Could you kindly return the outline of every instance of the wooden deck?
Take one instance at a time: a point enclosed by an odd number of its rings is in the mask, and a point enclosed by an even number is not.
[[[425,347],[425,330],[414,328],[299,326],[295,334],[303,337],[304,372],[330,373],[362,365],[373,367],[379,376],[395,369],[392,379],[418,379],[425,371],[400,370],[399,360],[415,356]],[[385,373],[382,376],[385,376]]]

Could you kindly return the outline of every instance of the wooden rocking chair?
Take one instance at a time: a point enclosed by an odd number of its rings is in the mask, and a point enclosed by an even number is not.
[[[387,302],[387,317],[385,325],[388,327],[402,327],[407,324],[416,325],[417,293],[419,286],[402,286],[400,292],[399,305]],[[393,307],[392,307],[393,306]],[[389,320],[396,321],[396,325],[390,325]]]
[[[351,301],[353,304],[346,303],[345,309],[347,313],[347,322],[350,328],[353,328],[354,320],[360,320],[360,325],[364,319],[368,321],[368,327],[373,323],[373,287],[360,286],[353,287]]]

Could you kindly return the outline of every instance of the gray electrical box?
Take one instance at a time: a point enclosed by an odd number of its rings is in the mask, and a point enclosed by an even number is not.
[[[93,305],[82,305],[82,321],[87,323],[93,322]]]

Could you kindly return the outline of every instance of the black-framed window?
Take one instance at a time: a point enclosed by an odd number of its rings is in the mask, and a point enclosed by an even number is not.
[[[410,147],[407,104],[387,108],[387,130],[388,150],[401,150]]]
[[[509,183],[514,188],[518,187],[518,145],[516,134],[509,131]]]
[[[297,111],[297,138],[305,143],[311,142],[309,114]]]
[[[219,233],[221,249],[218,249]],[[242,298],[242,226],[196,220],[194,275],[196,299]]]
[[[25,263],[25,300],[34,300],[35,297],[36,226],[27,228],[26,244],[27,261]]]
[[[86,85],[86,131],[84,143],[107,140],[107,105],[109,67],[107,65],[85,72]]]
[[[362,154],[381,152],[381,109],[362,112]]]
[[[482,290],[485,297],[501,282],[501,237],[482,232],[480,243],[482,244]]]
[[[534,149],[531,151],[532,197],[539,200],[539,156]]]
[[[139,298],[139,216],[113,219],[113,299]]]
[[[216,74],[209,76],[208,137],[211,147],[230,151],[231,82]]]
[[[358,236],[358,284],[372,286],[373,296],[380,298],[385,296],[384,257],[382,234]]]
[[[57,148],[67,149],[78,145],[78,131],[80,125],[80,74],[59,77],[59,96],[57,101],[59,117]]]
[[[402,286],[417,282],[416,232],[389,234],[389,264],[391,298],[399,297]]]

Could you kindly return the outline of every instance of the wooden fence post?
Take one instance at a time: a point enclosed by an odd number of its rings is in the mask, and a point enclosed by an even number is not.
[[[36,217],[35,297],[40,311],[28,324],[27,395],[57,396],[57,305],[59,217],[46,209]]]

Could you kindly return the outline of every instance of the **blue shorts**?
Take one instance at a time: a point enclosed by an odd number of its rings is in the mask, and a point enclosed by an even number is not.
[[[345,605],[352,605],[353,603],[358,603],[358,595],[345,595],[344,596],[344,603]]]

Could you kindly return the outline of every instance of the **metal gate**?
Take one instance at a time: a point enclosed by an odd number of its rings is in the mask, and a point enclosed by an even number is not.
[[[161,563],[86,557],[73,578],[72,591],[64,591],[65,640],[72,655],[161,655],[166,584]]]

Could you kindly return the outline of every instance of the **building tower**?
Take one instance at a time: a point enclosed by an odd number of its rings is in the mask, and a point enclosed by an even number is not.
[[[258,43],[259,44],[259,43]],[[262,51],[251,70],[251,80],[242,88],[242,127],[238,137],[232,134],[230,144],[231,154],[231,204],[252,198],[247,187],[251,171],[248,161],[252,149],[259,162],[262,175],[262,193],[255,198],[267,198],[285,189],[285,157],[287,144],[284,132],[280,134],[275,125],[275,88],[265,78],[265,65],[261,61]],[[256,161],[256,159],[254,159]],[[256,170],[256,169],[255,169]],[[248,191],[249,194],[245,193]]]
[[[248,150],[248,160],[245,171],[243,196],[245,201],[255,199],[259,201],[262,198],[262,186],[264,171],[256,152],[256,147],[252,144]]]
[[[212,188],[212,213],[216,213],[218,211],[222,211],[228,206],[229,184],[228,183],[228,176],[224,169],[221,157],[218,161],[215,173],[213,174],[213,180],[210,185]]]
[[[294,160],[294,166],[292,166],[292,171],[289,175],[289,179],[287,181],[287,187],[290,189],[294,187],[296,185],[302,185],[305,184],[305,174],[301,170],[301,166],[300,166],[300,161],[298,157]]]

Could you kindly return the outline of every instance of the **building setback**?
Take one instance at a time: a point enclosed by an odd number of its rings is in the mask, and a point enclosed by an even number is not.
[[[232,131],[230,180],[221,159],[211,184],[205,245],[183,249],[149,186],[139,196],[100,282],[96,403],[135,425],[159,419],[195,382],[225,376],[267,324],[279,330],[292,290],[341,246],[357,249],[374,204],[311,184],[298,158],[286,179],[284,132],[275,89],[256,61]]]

______

§ **What you should do**:
Switch "kindly" to "please" throughout all the records above and give the lines again, otherwise unchanged.

§ **Final result**:
Could you please return the outline of every instance of the wooden deck?
Take one instance at a time: a point enclosed by an odd number of its rings is in the mask, and a point enclosed by an even number is not.
[[[425,347],[425,330],[414,328],[299,326],[295,334],[303,337],[304,372],[330,373],[362,365],[373,367],[379,376],[395,369],[392,379],[418,379],[425,371],[400,370],[399,360],[415,356]],[[385,373],[382,376],[385,376]]]

Could you please return the outline of every instance of the wooden rocking chair?
Take one instance at a time: a point enclosed by an odd number of its rings is in the mask, and a point enclosed by an even number is not.
[[[387,302],[387,317],[385,325],[388,327],[402,327],[407,324],[416,325],[417,293],[419,286],[402,286],[400,292],[399,305]],[[393,307],[392,307],[393,306]],[[389,320],[396,321],[396,325],[390,325]]]
[[[351,301],[353,304],[346,303],[345,309],[347,313],[347,322],[350,328],[353,328],[354,320],[360,320],[360,325],[364,319],[368,321],[368,327],[373,323],[373,287],[360,286],[353,287]]]

Could you please return the outline of every instance of the gray electrical box?
Take one instance at a time: a point enclosed by an odd number of its rings is in the mask, and a point enclosed by an even number is not.
[[[93,305],[82,305],[82,321],[87,323],[93,322]]]

Could you please return the outline of every instance of the black-framed window?
Take one instance at a time: a point enclosed by an odd number of its rings is in the mask, and a point enclosed by an even number is not.
[[[410,147],[407,104],[387,108],[387,130],[388,150],[401,150]]]
[[[509,183],[514,188],[518,187],[518,145],[516,134],[509,131]]]
[[[297,111],[297,138],[305,143],[311,142],[309,114]]]
[[[219,233],[221,249],[218,249]],[[242,298],[242,226],[196,220],[194,275],[196,299]]]
[[[25,263],[25,300],[34,300],[35,297],[36,226],[27,228],[26,244],[27,261]]]
[[[86,85],[86,131],[84,143],[107,140],[107,105],[109,67],[107,65],[85,72]]]
[[[362,154],[381,152],[381,109],[362,112]]]
[[[482,290],[485,297],[501,282],[501,237],[482,232],[480,243],[482,244]]]
[[[534,149],[531,151],[532,197],[539,200],[539,156]]]
[[[139,298],[139,216],[113,219],[113,299]]]
[[[216,74],[209,76],[208,137],[211,147],[230,151],[231,82]]]
[[[358,236],[358,284],[372,286],[373,296],[380,298],[385,296],[384,257],[382,234]]]
[[[57,148],[67,149],[78,145],[78,131],[80,125],[80,74],[59,77],[59,96],[57,101],[59,117]]]
[[[402,286],[417,282],[416,232],[389,234],[389,264],[391,298],[399,297]]]

Could you please return the outline of every instance of the wooden fence post?
Take one instance at a time: a point enclosed by an odd number of its rings is in the mask, and a point enclosed by an even number is not.
[[[36,217],[35,297],[40,311],[28,324],[27,395],[57,396],[57,305],[59,217],[46,209]]]

Could you please return the outline of every instance of the **blue shorts**?
Take one instance at a time: a point enclosed by an odd number of its rings is in the mask, and a point enclosed by an even number is not.
[[[345,605],[352,605],[353,603],[358,603],[358,595],[345,595],[344,596],[344,603]]]

Could you please return the outline of every instance of the **metal gate**?
Take one instance at a time: a point enclosed by an odd number of its rings is in the mask, and a point enclosed by an even number is not.
[[[161,563],[86,557],[73,578],[72,591],[64,591],[65,640],[72,655],[161,655],[166,584]]]

Could you please return the outline of every instance of the **building tower**?
Take one instance at a time: a point enclosed by an odd number of its rings is in the mask, and a point enclosed by an even number is not.
[[[258,43],[259,44],[259,43]],[[262,51],[251,70],[251,80],[242,88],[242,127],[238,137],[232,134],[230,144],[231,154],[231,204],[252,198],[247,187],[251,171],[248,161],[252,149],[259,162],[262,175],[262,193],[255,198],[267,198],[285,189],[285,157],[287,144],[284,132],[280,134],[275,125],[275,88],[265,78],[265,65],[261,61]],[[256,161],[256,159],[254,159]],[[256,170],[256,169],[255,169]],[[248,191],[249,194],[245,193]]]
[[[248,150],[248,160],[245,171],[243,196],[245,201],[255,199],[259,201],[262,198],[262,186],[264,171],[256,152],[256,147],[252,144]]]
[[[212,188],[212,213],[216,213],[218,211],[222,211],[228,206],[229,184],[228,183],[228,176],[224,169],[221,157],[218,161],[215,173],[213,174],[213,180],[210,185]]]
[[[294,160],[294,166],[292,166],[292,171],[289,175],[289,179],[287,181],[287,187],[290,189],[294,187],[296,185],[302,185],[305,184],[305,174],[301,170],[301,166],[300,166],[300,161],[298,157]]]

Could you please return the outline of every instance of the **building setback**?
Take one instance at a time: a point enclosed by an odd number of its rings is in the mask, and a point enclosed by an even number is not.
[[[232,131],[230,180],[221,159],[211,184],[205,245],[183,249],[149,186],[139,196],[100,282],[96,403],[135,425],[159,419],[195,382],[225,376],[267,324],[279,330],[292,290],[341,246],[357,249],[374,204],[311,184],[298,158],[286,179],[284,132],[275,89],[256,61]]]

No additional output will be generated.